→ **Questions on the material**
• 1. Can you condense the paragraph beginning "In 1942 came Gandhi's battle cry" in the account of Sahay and the Quit India Movement into a short list of its main facts?
• 2. Would you take the account of Sahay's political life further, continuing after its last sentence?

→ **Source text**
§ §

In 1942 came Gandhi's battle cry of "Do or Die" for the "Quit India Movement". Before this, senior leaders of Bihar, including Rajendra Prasad & Anugrah Narayan Sinha, visited Bihar. While there, they conveyed the conclusions of the "Vardhan Accord" and chartered an action plan for Bihar during the Quit India Movement, in an important meeting at Sadaquat Ashram. Sahay was a notable contributor to this plan. The "Quit India Movement" was launched across India and Sahay led the movement at Hazaribagh. The British Raj ordered the immediate arrest of all its leaders. An order to arrest Sahay was passed by the Deputy Commissioner of Hazaribagh (Order No.: 132 of 10.08.1942) and the very next day he was jailed. There, along with his associates Rama Nandan Mishra, Yogendra Shukla, Suraj Narayan Singh, Sri Gulab Chand Gupta and Sri Shaligram Singh, Sahay was instrumental in the escape of Jayaprakash Narayan from Hazaribagh Central Jail on 9 November 1942. As a consequence, he was sent to Bhagalpur jail with orders for rigorous imprisonment.

== Political life ==
Earlier, when provincial autonomy was granted by the British Raj, Sahay was elected to the Bihar Legislative Assembly in 1936 and was made a parliamentary secretary in Sri Krishna Singh's ministry in 1937.

§ §

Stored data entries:
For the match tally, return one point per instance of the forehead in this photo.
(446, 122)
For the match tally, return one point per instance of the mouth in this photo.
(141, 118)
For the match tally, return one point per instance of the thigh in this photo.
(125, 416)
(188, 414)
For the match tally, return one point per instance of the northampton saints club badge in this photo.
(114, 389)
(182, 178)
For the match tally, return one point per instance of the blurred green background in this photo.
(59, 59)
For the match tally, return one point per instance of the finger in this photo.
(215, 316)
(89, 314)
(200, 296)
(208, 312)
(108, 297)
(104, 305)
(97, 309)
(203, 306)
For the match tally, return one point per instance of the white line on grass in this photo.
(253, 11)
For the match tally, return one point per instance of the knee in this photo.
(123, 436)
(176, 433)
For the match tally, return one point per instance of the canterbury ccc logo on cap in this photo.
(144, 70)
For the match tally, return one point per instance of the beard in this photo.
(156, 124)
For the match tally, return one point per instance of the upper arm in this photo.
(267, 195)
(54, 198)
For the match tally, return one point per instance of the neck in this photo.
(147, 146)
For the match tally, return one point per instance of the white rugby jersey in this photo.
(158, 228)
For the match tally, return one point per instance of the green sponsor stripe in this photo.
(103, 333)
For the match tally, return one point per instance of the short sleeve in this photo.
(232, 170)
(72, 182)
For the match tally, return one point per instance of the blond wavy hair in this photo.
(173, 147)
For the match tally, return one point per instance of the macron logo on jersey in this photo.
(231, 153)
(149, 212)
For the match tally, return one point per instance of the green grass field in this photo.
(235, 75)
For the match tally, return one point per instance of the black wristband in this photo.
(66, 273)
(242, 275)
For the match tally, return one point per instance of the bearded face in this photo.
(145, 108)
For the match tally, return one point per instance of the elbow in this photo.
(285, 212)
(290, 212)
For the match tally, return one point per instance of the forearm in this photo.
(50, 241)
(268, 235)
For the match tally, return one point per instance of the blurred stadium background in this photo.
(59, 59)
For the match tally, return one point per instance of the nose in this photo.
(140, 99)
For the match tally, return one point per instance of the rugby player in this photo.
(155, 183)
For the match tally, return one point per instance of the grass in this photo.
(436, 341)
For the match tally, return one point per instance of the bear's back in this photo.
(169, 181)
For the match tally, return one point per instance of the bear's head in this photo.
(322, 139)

§ §

→ **Task responses**
• 1.
- In 1942 Gandhi issued the "Do or Die" call for the Quit India Movement.
- Beforehand, Bihar leaders including Rajendra Prasad and Anugrah Narayan Sinha conveyed the "Vardhan Accord" conclusions and drew up a Bihar action plan at a meeting at Sadaquat Ashram. Sahay contributed notably to the plan.
- Sahay led the movement at Hazaribagh.
- The British Raj ordered all its leaders arrested. The Deputy Commissioner of Hazaribagh ordered Sahay's arrest (Order No. 132 of 10.08.1942), and he was jailed the next day.
- In jail, Sahay and his associates helped Jayaprakash Narayan escape from Hazaribagh Central Jail on 9 November 1942.
- As a result, Sahay was sent to Bhagalpur jail under orders for rigorous imprisonment.

• 2.
Sahay contested the first assembly elections of 1952 from Giridih and won by a comfortable margin to return as the revenue minister to the Government of Bihar in Babu's cabinet. But in 1957, he was defeated in the assembly election from Giridih by Raja Kamakhya Narayan Singh of Padma (Hazaribag). However, K. B. Sahay won the assembly elections of 1962 to enter the Bihar Assembly for the third time. In 1957, during the leadership struggle between Dr. S K Sinha and Dr. Anugrah Narayan Sinha, he supported Anugrah Sinha for becoming Chief Minister. Sri Krishna Babu won and again became the Chief Minister with Anugrah Sinha as his deputy.

== Chief Minister of Bihar ==

In the years that followed, K. Kamaraj , the veteran Congress leader came forward with his "Kamaraj Plan" to strengthen the party. On 19 September 1963, with the announcement of "Kamaraj Plan" came the news of Binodanand Jha being taken as one of the eight Chief Ministers to look after the affairs of Congress Party. Beer Chand Patel threw his hat in the contest for the Chief Minister of Bihar. Sahay who was deputy minister in Jha's cabinet was the other contestant. Satyendra Narayan Sinha, the prominent Education Minister, who was decidedly second-in-command in the Binodanand Jha Cabinet announced his support for Sahay. Patel was no match for Sahay, who polled double the number of votes as Patel. Mr. Sahay was elected from Patna West constituency

On 2 October 1963, the birth anniversary of Gandhi was celebrated in Bihar along with the swearing in ceremony of Sahay as the fourth Chief Minister of Bihar with Satyendra Narayan Sinha again becoming second in command.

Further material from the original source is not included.